**Text to read**

╭──

GK: You're a Minnesotan, Scott. Success can only make you unhappy.
TR: Well, we'll see about that. (BRIDGE)
GK: And so we did. And that's why we build an Ice Palace every year in St. Paul. (CROWD, GASPS, EXCLAMATIONS OF WONDER) It covers ten acres up by the Capitol and it's twenty stories high and it's vast inside, so you go in ---- (REVERB, ECHOING FOOTSTEPS)
FN: Hello???? (HE SHIVERS) Is anyone here???? Can anybody hear me???? Help!!!! Help!!!!
GK: And you feel like you're going to die. And then they send in a dog and you don't. (DOG PANTING, WOOFS, REVERB) That's what makes Christmas Christmas. You feel bad and then you don't anymore.

╰──

Excerpt from the dataset
╭──

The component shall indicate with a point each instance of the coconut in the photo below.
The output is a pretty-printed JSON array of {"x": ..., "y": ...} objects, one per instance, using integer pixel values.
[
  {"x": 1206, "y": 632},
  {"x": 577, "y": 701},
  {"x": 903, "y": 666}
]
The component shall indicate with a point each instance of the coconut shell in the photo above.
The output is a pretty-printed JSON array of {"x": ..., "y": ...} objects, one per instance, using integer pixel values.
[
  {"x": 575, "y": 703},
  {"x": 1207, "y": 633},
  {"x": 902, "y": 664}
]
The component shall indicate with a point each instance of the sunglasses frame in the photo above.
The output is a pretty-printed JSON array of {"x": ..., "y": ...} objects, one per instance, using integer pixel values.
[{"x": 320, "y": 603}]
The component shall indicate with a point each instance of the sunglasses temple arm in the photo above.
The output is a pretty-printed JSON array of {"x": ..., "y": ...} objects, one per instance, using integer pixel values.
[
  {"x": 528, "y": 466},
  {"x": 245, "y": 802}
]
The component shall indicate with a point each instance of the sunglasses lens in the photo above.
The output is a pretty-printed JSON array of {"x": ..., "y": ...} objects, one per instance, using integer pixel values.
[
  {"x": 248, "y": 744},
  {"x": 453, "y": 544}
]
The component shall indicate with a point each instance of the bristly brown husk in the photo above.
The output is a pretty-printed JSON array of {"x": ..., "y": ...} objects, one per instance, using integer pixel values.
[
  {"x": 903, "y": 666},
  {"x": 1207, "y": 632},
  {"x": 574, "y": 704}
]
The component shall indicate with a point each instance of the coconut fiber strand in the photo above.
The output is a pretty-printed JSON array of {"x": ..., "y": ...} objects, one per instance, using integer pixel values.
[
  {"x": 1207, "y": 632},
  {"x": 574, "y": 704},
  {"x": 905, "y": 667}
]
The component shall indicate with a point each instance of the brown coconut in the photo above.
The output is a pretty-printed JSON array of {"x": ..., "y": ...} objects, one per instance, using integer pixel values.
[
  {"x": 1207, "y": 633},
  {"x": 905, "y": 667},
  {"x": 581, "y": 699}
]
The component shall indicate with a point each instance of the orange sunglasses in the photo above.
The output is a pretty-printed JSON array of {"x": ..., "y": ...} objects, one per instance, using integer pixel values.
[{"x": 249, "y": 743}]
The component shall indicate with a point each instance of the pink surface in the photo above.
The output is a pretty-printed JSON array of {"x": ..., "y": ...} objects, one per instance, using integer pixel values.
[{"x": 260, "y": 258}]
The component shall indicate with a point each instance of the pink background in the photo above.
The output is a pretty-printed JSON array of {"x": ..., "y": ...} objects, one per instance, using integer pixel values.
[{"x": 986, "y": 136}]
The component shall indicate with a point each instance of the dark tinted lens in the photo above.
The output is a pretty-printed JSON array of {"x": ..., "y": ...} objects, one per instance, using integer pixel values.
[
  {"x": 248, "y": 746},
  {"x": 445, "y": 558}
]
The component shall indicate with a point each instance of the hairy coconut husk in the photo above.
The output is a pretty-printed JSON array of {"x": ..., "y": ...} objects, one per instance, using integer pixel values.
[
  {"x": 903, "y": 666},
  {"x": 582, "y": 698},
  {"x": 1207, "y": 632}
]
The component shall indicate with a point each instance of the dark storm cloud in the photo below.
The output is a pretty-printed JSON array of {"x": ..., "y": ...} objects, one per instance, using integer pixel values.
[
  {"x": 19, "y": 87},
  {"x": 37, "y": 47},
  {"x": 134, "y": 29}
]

╰──

**Objectives**
a: Repeat part of the radio script word for word, starting with "GK: You're a" and stopping after "you don't anymore.".
b: Decide whether each statement agrees with the radio script, answering yes or no and quoting the words that settle it: (i) An Ice Palace is built every year in St. Paul. (ii) The Ice Palace is ten stories high. (iii) Scott is called a Minnesotan.
Rely only on the radio script, not on the data.

**Exercise results**
a:
GK: You're a Minnesotan, Scott. Success can only make you unhappy.
TR: Well, we'll see about that. (BRIDGE)
GK: And so we did. And that's why we build an Ice Palace every year in St. Paul. (CROWD, GASPS, EXCLAMATIONS OF WONDER) It covers ten acres up by the Capitol and it's twenty stories high and it's vast inside, so you go in ---- (REVERB, ECHOING FOOTSTEPS)
FN: Hello???? (HE SHIVERS) Is anyone here???? Can anybody hear me???? Help!!!! Help!!!!
GK: And you feel like you're going to die. And then they send in a dog and you don't. (DOG PANTING, WOOFS, REVERB) That's what makes Christmas Christmas. You feel bad and then you don't anymore.

b:
(i) Yes: "that's why we build an Ice Palace every year in St. Paul"
(ii) No: "it's twenty stories high"
(iii) Yes: "You're a Minnesotan, Scott."